TASK GOAL: If a line in the data contains "wearing", copy it out.

RECORDS FOR THIS EXERCISE:
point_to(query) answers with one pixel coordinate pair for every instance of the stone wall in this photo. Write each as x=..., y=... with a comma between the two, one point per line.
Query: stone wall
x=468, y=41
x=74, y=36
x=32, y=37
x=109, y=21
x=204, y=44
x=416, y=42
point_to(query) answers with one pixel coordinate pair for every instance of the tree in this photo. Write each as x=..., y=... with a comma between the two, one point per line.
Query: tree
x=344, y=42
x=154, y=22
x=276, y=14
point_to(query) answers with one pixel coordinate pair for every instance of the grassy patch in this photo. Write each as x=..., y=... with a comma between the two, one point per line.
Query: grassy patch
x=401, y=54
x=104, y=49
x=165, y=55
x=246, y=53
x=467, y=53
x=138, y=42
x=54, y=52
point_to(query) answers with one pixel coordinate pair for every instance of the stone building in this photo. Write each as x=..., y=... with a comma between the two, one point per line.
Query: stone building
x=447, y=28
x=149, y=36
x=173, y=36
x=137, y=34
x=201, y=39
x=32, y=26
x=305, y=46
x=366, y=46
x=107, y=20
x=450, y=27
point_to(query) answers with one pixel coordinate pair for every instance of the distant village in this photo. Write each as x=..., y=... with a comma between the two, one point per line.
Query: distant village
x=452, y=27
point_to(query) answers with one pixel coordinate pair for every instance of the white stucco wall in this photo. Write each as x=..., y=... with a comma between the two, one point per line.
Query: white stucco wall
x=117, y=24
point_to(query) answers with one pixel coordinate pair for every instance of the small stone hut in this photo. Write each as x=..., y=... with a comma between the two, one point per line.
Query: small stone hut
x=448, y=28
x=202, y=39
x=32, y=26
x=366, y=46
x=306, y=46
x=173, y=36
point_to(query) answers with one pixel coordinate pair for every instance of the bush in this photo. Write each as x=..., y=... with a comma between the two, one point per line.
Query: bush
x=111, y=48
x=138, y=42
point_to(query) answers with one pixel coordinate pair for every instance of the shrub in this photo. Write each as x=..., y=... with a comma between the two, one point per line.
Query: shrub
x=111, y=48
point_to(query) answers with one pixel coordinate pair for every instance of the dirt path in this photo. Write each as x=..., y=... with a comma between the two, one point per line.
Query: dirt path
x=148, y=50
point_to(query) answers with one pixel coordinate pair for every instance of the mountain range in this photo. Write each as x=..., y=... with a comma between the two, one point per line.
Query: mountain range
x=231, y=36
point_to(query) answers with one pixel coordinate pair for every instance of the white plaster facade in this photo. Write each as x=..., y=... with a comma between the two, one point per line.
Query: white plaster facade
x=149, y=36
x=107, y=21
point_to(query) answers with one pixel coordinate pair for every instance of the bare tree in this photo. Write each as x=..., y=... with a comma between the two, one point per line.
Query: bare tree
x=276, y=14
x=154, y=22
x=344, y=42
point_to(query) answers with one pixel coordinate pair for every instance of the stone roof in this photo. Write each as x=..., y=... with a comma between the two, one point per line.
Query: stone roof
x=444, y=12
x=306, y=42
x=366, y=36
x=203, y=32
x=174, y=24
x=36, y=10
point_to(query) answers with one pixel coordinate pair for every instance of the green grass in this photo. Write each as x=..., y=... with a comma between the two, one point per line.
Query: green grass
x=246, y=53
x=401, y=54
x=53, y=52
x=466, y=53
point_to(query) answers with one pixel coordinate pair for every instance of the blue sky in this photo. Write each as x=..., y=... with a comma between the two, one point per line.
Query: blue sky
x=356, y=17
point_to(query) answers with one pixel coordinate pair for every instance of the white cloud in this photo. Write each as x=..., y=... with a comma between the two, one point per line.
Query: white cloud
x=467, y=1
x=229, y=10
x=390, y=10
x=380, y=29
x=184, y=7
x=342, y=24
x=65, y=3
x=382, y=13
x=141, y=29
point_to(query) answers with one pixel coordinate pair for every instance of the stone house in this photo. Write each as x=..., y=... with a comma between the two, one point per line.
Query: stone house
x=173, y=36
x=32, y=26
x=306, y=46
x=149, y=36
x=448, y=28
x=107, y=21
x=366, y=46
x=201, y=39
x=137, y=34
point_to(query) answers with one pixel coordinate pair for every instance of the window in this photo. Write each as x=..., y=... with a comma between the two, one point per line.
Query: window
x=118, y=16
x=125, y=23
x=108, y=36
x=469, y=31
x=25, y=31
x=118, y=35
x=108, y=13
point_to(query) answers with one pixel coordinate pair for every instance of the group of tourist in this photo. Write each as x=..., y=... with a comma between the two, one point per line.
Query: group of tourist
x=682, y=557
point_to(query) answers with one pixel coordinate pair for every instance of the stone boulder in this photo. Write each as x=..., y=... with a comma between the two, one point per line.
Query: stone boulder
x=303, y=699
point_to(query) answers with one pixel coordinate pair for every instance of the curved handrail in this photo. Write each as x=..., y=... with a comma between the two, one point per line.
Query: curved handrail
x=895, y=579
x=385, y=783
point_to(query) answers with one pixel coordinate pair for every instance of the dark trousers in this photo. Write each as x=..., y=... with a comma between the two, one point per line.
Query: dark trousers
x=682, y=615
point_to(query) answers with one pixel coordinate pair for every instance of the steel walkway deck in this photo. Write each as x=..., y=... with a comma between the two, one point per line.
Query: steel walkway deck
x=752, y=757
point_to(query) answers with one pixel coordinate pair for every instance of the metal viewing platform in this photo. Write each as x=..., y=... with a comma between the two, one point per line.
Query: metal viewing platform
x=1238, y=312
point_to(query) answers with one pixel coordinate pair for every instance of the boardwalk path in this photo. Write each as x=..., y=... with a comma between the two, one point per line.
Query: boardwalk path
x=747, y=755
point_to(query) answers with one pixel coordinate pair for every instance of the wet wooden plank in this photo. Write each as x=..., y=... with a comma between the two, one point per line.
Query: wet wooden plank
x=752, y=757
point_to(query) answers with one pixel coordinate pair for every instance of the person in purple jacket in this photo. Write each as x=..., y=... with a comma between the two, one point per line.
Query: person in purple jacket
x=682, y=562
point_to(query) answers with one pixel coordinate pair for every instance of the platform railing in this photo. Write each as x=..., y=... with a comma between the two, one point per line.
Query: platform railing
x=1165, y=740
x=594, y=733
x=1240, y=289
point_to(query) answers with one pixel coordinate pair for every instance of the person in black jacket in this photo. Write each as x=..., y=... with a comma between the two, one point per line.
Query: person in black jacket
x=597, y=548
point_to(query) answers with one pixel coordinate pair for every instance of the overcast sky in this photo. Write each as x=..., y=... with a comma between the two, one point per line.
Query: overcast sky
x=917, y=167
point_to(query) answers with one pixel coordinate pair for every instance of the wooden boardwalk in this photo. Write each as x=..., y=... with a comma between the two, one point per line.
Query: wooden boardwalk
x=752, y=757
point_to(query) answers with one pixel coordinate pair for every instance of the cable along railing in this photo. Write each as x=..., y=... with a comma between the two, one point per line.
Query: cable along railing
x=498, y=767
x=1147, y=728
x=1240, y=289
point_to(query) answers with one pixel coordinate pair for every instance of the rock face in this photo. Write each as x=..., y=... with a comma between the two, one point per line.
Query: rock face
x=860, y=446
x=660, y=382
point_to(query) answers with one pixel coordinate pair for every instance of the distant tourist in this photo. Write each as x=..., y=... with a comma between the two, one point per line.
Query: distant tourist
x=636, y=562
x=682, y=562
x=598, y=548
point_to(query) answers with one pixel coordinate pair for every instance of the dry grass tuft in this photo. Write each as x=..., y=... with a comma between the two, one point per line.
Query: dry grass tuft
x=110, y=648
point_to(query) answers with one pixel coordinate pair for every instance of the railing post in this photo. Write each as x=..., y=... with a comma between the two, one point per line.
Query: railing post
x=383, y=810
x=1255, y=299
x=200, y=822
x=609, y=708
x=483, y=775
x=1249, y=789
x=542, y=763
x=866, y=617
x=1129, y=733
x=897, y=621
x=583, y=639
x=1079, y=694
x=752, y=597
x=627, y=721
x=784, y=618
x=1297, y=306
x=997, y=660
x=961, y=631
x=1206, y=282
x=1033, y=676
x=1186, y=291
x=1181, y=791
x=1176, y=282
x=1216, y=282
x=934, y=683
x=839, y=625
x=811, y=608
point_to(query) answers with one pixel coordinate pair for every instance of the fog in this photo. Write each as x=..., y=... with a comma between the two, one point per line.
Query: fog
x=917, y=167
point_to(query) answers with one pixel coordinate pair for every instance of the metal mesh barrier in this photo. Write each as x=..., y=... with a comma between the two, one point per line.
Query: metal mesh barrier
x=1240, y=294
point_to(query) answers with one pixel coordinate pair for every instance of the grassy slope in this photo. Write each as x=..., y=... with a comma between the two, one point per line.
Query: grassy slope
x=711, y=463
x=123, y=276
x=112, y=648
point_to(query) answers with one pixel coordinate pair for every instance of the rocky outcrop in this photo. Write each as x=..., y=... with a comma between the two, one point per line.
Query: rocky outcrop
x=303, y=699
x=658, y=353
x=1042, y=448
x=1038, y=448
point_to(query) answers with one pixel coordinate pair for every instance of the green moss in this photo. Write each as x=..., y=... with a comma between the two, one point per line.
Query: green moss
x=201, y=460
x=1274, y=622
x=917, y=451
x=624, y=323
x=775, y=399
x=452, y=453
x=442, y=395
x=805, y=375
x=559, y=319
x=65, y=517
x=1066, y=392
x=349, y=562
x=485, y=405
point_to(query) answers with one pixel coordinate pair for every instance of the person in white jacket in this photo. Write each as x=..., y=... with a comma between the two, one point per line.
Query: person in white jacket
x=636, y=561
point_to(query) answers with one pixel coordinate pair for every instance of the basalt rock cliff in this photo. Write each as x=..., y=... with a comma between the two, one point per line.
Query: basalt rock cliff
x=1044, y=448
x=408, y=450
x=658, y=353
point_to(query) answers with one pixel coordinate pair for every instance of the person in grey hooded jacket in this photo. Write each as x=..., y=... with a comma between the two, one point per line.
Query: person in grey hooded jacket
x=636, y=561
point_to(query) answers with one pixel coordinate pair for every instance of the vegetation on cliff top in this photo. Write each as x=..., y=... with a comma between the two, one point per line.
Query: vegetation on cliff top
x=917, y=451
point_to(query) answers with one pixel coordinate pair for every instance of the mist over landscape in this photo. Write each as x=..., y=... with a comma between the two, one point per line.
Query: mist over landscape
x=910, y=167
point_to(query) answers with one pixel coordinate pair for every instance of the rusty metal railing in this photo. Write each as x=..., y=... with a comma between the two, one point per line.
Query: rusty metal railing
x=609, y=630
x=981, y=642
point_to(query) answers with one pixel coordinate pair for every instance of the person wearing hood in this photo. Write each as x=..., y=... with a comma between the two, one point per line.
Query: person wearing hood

TASK SOLUTION:
point_to(query) answers with one pixel coordinate pair for every instance of the person wearing hood in this photo. Write each as x=..., y=... with a comma between the two, one point per line.
Query: person wearing hood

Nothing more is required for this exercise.